■ SOURCE TEXT:
________________________________________

If there was no singularity, as Hawking suggests, then there is no need for "white holes" or other dimensions. All information that passes the event horizon would eventually be released through Hawking radiation. According to QM, all matter that passes the event horizon hits a "firewall" and is reduced to a quark-gluon plasma. Maybe a more appropriate name for "black holes" would be "quark stars."
but some are assuming that all black holes have singularity at their core, and that may not be true. solar mass black holes do have a singularity at their core by the very nature of their creation. however we still have yet to determine how a super massive black hole is created. are they tunnels to other dimensions? or are they just solar mass black holes that have combined in galactic collisions? or are they stars that were once extremely massive in size that collapsed in on themselves?

Quote:
Originally Posted by Glitch View Post
Traveling faster than the speed of light is quite impossible, nothing with mass can travel faster than light. However, there may be other means to travel vast distances in a short periods of time, such as warping space/time itself. Space/time is the only thing capable of moving faster than the speed of light.

________________________________________

■ SUPPLIED INFORMATION:
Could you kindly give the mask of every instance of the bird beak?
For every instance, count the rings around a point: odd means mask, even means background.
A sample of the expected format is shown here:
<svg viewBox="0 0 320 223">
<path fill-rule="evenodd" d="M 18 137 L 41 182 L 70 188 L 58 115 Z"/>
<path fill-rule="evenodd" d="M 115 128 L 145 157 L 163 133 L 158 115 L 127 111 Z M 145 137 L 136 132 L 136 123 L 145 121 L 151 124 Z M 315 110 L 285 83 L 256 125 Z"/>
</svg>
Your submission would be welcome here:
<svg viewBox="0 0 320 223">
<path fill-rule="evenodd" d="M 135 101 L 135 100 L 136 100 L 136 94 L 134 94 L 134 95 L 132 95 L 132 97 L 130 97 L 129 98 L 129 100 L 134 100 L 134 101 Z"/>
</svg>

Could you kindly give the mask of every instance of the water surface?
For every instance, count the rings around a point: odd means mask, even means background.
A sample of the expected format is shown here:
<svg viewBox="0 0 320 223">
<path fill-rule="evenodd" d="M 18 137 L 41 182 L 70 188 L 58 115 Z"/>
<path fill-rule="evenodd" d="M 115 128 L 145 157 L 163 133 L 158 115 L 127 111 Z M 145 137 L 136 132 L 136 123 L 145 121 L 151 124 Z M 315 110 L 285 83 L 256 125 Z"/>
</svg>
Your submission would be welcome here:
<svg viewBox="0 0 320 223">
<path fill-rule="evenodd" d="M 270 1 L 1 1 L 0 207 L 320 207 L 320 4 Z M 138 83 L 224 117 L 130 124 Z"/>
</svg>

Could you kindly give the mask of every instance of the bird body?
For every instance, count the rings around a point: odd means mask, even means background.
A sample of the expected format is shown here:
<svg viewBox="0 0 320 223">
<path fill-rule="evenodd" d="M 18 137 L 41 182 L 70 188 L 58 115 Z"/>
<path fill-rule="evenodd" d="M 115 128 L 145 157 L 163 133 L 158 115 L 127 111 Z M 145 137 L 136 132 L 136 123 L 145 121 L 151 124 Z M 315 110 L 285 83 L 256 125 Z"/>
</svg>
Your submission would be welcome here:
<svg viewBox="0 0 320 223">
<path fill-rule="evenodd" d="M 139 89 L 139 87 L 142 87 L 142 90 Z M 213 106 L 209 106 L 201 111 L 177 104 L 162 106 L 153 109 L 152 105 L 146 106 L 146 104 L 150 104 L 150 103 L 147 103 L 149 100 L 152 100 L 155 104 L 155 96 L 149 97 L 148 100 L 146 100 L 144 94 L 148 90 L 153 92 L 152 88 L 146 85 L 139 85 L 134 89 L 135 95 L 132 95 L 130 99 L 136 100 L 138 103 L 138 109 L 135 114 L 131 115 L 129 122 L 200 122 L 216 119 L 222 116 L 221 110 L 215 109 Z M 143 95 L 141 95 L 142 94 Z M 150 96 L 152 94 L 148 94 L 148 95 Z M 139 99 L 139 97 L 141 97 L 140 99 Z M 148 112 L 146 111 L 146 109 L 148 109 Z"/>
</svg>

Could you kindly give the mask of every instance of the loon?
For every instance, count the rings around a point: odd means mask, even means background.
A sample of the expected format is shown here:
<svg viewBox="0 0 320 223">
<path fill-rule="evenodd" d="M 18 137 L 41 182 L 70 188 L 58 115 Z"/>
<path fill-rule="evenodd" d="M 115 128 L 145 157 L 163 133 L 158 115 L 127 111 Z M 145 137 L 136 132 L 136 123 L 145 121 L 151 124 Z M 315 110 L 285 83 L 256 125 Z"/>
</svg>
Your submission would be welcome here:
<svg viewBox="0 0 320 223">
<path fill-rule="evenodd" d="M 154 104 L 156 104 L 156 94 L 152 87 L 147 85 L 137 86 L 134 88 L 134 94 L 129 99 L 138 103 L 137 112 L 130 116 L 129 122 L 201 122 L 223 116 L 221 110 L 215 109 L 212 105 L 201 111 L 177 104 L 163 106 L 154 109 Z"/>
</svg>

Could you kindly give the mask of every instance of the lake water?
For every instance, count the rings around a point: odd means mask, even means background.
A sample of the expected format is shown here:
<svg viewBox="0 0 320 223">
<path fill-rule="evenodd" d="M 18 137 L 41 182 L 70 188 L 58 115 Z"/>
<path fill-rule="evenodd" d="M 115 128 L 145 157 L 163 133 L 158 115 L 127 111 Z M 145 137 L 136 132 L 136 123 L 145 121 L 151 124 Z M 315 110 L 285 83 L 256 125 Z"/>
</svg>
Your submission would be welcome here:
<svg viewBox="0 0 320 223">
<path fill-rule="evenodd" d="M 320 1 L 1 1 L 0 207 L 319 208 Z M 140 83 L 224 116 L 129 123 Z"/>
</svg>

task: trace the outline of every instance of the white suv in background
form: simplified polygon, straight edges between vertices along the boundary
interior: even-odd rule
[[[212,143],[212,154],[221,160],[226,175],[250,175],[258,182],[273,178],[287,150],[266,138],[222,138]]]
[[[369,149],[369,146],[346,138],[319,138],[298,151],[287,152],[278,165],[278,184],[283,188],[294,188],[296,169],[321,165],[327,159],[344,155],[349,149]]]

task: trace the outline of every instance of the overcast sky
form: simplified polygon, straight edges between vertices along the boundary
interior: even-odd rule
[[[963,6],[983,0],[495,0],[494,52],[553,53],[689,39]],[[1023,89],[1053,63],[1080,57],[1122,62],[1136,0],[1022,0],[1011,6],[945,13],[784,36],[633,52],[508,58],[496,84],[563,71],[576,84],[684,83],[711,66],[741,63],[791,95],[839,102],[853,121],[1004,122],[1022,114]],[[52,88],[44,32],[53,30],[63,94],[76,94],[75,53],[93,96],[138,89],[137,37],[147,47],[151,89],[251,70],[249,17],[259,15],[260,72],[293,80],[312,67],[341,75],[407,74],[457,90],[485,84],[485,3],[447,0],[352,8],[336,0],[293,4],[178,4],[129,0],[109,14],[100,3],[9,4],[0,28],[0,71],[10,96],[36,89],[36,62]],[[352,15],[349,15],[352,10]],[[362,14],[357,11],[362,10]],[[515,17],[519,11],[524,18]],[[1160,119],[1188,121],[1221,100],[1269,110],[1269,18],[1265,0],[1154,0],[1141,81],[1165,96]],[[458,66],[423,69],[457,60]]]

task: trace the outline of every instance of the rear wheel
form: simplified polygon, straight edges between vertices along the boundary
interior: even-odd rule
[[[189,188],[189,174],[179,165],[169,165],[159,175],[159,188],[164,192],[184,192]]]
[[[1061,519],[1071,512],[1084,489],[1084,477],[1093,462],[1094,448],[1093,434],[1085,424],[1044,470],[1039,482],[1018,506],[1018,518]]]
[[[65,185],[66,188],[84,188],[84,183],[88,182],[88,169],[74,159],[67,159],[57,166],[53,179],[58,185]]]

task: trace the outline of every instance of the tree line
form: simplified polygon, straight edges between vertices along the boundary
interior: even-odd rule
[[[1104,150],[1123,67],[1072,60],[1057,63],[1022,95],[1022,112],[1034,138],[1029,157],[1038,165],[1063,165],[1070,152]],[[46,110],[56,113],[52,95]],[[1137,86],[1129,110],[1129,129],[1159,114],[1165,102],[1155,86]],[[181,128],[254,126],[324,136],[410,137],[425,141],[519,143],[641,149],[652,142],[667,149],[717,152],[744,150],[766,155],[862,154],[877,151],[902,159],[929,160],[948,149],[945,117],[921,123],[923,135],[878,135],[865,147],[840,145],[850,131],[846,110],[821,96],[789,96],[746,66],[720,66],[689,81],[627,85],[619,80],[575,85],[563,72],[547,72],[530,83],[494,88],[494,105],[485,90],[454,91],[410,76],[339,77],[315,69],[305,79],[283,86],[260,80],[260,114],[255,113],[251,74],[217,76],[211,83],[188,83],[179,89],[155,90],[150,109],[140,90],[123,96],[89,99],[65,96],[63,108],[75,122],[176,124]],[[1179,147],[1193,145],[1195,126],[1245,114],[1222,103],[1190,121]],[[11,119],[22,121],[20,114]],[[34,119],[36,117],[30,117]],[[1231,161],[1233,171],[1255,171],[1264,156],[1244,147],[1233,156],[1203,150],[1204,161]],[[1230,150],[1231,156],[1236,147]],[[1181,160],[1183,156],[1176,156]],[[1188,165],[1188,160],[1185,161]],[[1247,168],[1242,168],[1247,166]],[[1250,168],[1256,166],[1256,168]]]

________________________________________

■ SET PROBLEM: What does the black hole discussion say happens, according to QM, to matter that passes the event horizon? You won't need the material here.

■ WRITTEN SOLUTION: It hits a "firewall" and is reduced to a quark-gluon plasma.